YOUR GOAL
Look for "In this photo, where can the fallen" in the listing below, then copy exactly the line it appears in and all lines after it to the end, and nothing more.

RECORDED DATA
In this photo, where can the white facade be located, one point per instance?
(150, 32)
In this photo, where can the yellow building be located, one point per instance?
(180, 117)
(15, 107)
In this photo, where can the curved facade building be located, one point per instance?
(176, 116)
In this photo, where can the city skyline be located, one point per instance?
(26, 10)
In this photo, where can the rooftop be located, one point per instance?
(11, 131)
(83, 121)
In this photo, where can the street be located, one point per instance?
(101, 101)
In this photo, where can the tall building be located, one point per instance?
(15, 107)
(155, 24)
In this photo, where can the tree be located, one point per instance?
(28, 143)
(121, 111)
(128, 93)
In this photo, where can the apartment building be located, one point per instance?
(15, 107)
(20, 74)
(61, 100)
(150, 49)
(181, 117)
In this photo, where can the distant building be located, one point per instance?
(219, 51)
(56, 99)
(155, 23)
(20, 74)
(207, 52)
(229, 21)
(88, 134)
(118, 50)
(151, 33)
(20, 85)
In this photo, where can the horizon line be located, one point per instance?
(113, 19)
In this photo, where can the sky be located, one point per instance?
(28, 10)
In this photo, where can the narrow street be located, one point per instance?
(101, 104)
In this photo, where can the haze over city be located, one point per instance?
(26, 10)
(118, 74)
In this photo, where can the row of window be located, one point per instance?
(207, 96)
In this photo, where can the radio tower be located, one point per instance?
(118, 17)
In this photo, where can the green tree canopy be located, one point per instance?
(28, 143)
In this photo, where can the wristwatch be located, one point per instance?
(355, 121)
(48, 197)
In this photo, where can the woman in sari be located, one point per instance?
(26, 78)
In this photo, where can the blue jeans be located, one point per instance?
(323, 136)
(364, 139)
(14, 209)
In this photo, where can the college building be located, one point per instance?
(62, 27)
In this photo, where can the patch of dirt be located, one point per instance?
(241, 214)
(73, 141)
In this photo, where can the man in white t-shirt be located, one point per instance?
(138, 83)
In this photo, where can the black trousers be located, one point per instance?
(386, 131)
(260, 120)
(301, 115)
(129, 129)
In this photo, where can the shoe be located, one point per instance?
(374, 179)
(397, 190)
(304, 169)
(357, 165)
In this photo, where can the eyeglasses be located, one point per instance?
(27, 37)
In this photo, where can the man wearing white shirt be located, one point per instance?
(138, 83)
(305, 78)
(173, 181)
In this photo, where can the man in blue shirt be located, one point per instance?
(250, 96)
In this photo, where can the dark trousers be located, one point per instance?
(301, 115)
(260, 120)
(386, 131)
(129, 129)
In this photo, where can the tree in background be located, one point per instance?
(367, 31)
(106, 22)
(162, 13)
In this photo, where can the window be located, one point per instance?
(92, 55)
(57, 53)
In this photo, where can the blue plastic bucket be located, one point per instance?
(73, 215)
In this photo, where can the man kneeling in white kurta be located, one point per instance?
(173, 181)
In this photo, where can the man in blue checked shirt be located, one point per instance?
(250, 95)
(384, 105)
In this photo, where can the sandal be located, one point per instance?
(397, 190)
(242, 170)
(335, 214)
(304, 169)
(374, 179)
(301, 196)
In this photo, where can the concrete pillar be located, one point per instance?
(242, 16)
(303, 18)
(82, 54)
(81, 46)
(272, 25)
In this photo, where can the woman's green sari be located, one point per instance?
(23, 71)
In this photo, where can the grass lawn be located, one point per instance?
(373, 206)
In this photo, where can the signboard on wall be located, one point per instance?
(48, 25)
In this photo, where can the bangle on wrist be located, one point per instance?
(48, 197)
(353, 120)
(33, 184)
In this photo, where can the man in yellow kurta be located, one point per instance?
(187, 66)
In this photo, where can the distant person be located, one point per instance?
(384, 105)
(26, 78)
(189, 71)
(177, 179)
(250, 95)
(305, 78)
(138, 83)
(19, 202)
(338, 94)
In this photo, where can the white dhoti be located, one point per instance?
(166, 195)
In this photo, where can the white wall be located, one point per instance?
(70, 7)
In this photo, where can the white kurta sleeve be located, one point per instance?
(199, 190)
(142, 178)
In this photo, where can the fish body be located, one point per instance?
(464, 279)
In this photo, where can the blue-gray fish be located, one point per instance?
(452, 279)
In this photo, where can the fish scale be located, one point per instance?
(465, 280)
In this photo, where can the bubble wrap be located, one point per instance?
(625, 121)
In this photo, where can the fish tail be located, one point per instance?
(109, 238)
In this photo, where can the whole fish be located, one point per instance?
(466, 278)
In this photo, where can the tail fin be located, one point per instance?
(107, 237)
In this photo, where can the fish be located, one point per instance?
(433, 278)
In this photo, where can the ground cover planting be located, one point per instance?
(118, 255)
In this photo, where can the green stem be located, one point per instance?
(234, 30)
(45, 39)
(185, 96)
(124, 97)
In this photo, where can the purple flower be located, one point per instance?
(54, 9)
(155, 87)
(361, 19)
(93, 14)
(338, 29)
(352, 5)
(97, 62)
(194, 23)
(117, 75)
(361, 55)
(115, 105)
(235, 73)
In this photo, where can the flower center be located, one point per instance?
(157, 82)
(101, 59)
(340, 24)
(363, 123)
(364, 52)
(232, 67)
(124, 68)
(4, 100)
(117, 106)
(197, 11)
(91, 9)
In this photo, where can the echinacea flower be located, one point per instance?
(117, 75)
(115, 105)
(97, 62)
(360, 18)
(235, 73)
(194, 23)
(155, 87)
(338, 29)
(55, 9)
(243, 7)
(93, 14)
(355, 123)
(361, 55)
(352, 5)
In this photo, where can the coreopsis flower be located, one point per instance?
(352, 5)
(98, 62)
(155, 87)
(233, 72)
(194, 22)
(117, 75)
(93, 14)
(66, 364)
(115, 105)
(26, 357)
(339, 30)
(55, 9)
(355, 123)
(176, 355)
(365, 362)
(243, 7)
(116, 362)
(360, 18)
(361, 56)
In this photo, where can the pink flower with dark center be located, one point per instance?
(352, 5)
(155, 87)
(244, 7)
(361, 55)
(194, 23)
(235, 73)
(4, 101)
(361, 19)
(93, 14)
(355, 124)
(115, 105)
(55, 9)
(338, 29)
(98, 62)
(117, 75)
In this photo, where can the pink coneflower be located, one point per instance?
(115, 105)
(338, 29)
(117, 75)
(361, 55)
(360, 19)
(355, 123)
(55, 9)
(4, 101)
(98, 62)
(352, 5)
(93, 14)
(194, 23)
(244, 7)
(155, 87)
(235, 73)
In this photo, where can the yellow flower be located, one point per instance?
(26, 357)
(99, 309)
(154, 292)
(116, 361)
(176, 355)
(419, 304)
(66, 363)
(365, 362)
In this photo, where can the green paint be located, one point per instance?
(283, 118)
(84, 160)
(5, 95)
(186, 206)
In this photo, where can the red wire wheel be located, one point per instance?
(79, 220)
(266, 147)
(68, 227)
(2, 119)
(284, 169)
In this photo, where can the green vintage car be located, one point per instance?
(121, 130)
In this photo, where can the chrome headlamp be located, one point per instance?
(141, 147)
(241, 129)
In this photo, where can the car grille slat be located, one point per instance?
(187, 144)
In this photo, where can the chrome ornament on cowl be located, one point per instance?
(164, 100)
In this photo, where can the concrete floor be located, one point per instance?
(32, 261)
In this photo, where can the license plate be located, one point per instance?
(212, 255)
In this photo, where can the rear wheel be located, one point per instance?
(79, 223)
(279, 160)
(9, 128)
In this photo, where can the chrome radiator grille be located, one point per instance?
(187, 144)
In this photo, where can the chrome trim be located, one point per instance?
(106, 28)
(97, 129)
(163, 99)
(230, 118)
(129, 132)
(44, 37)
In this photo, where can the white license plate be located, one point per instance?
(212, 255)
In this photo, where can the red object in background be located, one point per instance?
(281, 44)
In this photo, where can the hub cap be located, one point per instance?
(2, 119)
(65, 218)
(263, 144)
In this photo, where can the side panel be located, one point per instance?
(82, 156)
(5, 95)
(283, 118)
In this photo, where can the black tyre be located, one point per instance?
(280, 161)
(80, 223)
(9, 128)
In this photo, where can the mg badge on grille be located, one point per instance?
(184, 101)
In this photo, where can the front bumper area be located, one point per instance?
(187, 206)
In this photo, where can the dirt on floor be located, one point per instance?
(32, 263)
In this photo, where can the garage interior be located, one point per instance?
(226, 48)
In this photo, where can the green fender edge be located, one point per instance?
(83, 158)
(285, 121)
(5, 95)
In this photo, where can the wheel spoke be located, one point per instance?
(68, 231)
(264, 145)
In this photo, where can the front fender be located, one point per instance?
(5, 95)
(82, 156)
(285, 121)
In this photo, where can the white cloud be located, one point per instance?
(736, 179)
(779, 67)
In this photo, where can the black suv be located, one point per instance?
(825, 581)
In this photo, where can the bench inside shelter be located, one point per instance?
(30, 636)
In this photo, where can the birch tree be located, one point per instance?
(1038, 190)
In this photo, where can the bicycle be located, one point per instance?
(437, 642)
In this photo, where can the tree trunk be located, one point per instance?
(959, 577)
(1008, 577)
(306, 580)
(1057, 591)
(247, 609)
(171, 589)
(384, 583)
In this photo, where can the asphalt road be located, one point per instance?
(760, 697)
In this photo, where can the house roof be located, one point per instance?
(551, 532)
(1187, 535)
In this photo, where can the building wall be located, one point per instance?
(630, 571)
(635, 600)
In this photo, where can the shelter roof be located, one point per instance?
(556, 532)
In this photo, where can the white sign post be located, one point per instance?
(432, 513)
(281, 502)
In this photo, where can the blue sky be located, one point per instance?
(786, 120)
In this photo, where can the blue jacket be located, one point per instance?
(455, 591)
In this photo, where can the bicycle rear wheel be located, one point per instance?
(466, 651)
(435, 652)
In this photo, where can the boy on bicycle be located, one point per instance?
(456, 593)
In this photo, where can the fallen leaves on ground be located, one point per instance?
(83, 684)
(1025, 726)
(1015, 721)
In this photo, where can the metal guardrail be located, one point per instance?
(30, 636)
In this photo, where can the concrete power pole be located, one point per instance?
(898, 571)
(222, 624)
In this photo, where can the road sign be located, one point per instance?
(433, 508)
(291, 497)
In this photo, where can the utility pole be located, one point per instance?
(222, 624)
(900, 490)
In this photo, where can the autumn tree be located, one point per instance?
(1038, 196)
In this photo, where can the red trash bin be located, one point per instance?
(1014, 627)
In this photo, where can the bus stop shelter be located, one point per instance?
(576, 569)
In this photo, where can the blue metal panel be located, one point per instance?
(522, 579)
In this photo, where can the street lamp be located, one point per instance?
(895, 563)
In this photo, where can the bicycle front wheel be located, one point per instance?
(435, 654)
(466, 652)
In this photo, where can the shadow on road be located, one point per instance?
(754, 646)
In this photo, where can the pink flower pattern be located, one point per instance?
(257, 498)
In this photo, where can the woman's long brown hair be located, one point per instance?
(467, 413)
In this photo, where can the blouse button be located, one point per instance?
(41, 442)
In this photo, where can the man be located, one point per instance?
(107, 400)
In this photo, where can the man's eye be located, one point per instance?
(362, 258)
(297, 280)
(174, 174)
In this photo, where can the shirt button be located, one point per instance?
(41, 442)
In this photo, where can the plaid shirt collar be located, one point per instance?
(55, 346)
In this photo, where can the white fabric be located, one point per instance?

COMPLETE ANSWER
In this photo, where can the fallen leaves on ground be located, one point per instance?
(83, 684)
(1025, 726)
(1015, 721)
In this photo, where can the metal guardrail be located, one point per instance?
(30, 636)
In this photo, where can the concrete power pole be located, one point per instance?
(898, 571)
(222, 624)
In this photo, where can the road sign be located, one point per instance?
(433, 508)
(291, 497)
In this photo, where can the utility pole be located, one point per instance?
(222, 624)
(900, 490)
In this photo, where can the autumn tree be located, one point per instance?
(1038, 196)
In this photo, where can the red trash bin be located, one point per instance?
(1014, 627)
In this photo, where can the bus stop shelter be located, one point per instance?
(576, 569)
In this photo, where can the blue metal panel be located, one point per instance?
(522, 579)
In this photo, where can the street lamp be located, one point per instance?
(895, 563)
In this photo, where can the bicycle front wheel be located, one point per instance?
(435, 654)
(466, 652)
In this photo, where can the shadow on road be located, one point per instance?
(754, 646)
In this photo, where can the pink flower pattern be located, one point per instance?
(257, 498)
In this photo, where can the woman's long brown hair be located, one point per instance?
(467, 413)
In this photo, where can the blouse button be located, one point per instance?
(41, 442)
In this photo, where can the man be located, one point per instance?
(107, 400)
In this photo, where can the man's eye be located, one point per instance?
(362, 258)
(297, 280)
(174, 174)
In this photo, where can the shirt button be located, one point per instance?
(41, 442)
In this photo, where can the plaid shirt collar be located, one point per instance?
(55, 346)
In this photo, where can the white fabric be located, one point per instance?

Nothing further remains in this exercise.